▶ [Data in this exercise]:
◇ ◇ ◇ ◇
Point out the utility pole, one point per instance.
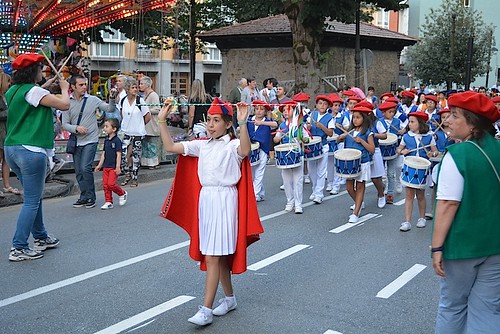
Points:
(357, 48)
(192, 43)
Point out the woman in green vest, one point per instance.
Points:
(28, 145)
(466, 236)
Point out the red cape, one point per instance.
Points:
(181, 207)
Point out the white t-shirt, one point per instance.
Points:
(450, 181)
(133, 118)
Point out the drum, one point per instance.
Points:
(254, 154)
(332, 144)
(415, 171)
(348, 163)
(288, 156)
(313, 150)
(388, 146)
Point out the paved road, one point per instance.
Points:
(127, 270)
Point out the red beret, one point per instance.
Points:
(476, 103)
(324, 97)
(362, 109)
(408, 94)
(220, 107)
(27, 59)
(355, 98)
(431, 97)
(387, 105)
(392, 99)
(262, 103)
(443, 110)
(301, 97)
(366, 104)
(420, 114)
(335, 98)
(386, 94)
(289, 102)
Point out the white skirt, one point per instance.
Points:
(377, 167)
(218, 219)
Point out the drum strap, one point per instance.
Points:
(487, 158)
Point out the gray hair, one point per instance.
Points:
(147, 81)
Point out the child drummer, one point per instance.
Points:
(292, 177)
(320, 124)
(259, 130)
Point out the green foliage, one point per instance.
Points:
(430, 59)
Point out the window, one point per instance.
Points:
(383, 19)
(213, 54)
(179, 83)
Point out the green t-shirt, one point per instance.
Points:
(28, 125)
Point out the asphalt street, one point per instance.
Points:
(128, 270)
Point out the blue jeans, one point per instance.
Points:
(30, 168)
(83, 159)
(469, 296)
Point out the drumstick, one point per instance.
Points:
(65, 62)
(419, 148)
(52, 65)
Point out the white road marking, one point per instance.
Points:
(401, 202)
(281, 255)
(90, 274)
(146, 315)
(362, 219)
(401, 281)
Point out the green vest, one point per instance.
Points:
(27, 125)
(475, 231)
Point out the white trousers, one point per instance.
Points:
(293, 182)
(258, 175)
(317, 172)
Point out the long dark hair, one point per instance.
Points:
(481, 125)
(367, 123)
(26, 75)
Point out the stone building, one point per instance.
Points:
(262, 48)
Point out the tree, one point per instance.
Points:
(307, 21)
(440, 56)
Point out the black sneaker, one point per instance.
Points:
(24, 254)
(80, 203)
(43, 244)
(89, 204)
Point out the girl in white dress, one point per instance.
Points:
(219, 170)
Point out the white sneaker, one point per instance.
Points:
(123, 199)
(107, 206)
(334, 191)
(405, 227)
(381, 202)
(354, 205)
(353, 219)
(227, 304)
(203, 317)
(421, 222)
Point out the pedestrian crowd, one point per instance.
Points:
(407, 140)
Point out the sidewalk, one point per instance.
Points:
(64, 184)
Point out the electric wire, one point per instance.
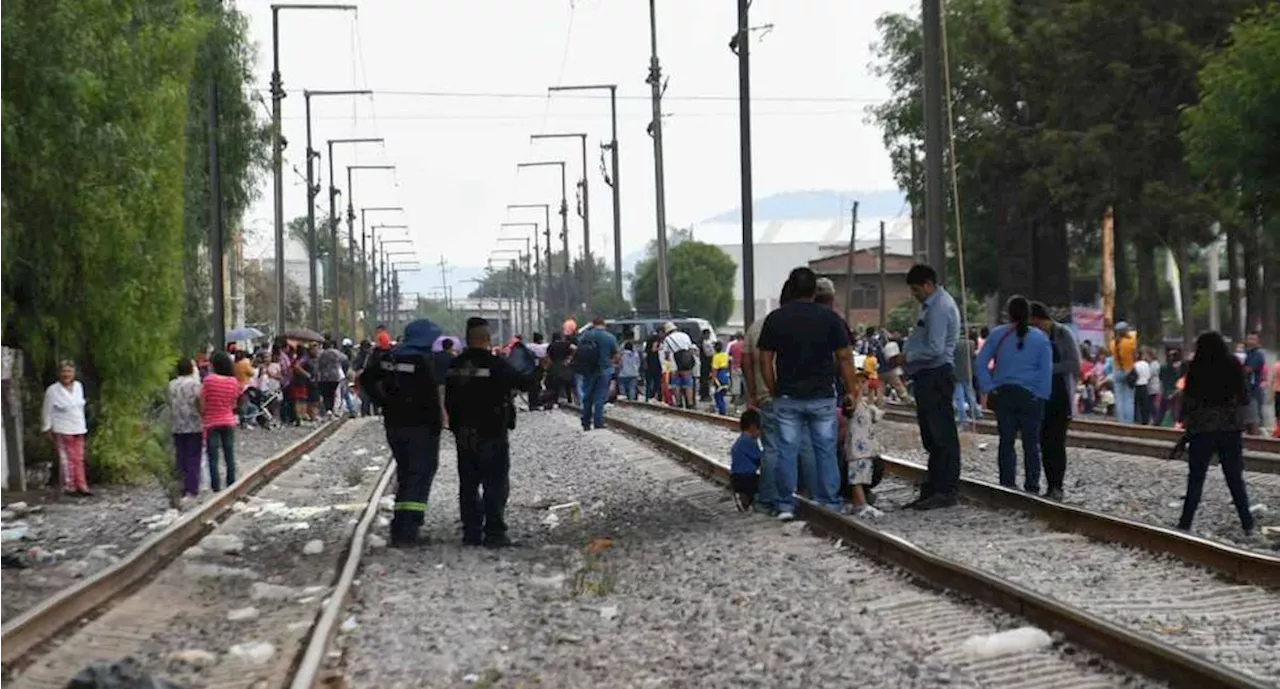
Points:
◇ ◇ ◇ ◇
Copy, from the lines above, each one that holds "vest".

▶ [Written solution]:
Point out the woman in green vest, one point per instance.
Point out the green vest, one point per instance.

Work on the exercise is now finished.